● Task brief
Count the lines in the entries below that contain the string "soap", and reply with only that number.
########################################
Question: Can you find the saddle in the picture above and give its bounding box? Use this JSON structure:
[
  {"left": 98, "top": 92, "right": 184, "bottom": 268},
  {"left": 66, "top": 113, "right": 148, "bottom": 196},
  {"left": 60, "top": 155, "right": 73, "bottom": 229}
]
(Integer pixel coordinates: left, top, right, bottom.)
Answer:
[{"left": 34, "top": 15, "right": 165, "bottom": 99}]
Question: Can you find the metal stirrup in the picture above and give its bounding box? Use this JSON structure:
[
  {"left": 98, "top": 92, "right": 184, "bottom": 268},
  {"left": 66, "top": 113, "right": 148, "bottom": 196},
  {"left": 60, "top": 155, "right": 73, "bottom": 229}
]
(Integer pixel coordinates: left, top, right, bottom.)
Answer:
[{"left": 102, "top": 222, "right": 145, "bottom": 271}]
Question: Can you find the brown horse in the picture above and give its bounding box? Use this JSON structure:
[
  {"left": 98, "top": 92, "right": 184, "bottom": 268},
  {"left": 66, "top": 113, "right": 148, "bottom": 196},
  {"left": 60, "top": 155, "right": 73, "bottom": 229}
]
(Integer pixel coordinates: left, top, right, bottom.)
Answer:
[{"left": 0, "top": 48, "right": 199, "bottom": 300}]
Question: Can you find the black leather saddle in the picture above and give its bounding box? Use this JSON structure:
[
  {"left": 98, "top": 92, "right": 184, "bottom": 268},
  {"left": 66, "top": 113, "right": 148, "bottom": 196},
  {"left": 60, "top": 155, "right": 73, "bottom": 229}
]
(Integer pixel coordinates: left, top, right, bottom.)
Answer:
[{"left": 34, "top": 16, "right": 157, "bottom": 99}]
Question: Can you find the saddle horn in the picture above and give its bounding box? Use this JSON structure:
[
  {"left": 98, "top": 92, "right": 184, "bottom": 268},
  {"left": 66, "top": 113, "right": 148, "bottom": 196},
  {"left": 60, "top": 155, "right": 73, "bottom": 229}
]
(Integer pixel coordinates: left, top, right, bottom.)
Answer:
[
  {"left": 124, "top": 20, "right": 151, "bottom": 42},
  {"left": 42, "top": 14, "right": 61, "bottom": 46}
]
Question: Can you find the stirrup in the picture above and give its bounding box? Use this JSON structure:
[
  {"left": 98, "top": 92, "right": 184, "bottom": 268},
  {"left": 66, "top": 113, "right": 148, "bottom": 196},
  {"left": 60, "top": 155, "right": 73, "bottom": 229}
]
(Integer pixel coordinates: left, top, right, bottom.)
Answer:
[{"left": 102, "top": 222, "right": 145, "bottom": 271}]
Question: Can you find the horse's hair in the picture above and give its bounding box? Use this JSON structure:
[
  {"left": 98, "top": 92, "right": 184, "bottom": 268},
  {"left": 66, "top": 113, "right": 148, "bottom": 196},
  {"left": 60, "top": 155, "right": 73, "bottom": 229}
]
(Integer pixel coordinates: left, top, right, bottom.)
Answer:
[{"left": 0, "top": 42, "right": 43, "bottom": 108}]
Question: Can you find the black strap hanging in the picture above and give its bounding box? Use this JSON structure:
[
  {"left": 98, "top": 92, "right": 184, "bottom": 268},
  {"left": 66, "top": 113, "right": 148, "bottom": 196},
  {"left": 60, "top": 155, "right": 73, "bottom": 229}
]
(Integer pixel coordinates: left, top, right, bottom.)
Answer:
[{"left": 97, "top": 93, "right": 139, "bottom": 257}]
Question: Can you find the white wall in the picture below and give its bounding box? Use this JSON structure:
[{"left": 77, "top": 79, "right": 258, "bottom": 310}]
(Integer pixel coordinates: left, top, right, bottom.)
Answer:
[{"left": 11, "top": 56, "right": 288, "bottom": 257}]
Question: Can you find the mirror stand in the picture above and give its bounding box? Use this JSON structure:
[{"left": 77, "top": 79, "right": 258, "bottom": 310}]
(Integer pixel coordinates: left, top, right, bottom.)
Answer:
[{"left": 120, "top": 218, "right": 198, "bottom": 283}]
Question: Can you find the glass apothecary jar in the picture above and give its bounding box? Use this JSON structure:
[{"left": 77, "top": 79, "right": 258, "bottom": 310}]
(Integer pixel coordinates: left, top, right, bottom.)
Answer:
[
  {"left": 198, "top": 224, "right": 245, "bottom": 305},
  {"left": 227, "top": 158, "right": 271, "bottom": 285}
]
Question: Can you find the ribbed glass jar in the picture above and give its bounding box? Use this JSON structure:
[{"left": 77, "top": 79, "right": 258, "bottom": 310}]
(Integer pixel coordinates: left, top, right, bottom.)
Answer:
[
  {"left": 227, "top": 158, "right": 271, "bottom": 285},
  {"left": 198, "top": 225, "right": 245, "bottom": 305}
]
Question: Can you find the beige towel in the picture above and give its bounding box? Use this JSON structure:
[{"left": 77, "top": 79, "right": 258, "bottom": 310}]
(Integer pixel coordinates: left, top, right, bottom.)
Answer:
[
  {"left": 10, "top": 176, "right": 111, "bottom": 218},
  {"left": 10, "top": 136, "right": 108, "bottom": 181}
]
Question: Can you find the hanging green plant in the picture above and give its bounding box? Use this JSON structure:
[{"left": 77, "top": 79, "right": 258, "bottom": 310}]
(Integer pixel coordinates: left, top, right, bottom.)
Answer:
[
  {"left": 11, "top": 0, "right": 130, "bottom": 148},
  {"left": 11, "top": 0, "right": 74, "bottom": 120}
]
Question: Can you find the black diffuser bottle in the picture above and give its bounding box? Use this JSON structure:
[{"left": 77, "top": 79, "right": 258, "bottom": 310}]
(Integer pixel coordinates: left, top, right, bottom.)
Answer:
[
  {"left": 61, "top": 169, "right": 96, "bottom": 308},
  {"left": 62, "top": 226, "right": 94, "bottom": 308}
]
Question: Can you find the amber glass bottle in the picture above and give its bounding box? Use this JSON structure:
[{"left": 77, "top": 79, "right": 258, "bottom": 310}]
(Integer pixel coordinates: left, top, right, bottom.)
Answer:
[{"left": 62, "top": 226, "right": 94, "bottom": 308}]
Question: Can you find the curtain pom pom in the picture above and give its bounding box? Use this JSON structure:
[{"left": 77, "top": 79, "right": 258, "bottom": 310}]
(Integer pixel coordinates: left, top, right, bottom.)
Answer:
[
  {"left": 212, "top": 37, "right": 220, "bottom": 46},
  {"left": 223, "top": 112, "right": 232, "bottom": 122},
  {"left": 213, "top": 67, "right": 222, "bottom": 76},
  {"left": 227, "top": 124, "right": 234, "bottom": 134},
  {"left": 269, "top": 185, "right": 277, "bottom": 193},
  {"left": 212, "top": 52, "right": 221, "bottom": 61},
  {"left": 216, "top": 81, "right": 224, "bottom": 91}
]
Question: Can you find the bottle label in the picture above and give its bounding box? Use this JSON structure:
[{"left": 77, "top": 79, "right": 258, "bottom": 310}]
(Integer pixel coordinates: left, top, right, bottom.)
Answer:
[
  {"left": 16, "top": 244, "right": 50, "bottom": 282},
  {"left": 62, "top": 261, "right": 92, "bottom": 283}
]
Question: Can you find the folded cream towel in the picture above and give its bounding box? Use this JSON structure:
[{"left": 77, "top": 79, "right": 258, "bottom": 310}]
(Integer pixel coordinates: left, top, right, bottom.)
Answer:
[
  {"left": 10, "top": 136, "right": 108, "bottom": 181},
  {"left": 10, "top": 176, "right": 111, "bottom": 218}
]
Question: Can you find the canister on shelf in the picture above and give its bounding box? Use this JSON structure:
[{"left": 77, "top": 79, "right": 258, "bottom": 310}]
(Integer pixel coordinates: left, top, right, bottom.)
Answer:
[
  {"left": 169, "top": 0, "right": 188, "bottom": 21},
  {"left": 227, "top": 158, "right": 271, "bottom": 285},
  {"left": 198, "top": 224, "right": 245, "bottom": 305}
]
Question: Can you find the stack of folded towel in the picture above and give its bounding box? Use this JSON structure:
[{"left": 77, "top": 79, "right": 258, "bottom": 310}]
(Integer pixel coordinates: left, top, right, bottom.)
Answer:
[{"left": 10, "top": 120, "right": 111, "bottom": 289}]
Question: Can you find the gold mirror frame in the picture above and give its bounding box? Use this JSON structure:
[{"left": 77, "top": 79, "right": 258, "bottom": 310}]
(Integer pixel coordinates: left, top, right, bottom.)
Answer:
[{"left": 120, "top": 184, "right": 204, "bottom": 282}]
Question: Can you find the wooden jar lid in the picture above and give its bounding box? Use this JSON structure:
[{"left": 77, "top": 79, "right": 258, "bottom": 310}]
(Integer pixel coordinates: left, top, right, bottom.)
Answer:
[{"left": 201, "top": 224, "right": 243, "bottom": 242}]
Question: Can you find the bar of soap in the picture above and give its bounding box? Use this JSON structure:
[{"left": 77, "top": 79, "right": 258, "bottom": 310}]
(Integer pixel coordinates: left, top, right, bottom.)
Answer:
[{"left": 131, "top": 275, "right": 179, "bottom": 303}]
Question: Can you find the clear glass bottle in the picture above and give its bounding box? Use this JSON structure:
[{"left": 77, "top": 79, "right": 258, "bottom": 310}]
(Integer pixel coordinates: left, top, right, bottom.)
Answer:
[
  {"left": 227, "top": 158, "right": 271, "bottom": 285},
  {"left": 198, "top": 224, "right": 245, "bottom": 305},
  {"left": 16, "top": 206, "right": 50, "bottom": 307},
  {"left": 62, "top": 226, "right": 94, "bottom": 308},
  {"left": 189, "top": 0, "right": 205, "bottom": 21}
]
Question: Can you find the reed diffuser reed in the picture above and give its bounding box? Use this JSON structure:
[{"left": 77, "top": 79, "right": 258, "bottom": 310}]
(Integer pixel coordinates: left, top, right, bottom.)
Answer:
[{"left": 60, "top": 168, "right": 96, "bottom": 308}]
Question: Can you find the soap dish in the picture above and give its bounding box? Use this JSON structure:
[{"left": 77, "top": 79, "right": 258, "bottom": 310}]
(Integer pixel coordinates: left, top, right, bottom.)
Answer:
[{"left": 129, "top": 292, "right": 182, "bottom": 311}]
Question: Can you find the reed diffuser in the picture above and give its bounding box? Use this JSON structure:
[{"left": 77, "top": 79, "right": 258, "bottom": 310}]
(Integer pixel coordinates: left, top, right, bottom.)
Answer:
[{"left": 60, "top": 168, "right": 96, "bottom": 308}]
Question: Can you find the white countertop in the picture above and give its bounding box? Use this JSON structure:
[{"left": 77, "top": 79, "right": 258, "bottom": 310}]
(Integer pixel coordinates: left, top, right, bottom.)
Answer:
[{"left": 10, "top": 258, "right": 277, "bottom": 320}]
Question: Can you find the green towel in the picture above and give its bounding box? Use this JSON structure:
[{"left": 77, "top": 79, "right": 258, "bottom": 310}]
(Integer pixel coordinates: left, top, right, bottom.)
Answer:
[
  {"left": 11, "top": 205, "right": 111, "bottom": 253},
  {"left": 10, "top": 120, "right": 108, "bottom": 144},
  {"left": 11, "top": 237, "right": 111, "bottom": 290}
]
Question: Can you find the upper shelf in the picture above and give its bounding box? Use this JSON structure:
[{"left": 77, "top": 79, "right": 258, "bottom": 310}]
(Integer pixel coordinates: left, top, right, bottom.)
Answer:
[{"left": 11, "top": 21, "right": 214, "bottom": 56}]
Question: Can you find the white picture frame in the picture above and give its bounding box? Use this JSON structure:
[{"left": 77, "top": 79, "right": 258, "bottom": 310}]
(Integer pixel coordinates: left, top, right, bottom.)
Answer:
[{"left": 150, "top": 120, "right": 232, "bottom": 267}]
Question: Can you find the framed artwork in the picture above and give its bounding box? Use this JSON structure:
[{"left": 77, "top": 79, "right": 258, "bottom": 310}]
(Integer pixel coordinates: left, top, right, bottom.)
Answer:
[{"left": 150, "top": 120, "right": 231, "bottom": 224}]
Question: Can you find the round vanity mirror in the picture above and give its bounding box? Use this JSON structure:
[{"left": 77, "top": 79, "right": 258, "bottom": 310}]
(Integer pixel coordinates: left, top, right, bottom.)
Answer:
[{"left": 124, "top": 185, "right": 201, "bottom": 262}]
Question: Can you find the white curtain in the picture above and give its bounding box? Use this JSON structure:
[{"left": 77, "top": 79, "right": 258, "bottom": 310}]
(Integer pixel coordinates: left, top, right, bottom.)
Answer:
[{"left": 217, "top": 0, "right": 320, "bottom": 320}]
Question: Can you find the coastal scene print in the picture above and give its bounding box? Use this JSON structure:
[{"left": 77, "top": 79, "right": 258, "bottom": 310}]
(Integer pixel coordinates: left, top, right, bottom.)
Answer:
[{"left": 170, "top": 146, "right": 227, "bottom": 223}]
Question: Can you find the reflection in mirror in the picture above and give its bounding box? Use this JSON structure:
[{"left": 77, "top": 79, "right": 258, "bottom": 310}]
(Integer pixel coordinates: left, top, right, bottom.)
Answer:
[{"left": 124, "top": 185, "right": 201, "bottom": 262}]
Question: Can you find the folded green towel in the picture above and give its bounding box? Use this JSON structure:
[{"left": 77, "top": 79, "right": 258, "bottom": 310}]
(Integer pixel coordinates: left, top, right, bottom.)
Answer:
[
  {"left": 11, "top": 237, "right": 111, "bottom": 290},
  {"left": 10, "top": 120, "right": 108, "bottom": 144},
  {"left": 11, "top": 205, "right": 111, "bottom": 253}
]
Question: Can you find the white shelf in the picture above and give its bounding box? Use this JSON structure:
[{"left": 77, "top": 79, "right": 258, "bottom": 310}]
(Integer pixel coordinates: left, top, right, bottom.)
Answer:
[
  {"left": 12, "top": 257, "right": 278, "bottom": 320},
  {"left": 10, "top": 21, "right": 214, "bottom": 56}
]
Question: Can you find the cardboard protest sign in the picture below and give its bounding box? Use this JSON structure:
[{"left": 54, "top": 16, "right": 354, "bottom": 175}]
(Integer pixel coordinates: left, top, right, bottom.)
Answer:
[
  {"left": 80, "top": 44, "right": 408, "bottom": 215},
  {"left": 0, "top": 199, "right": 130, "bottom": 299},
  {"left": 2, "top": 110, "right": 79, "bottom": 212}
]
########################################
● Response to the exercise
2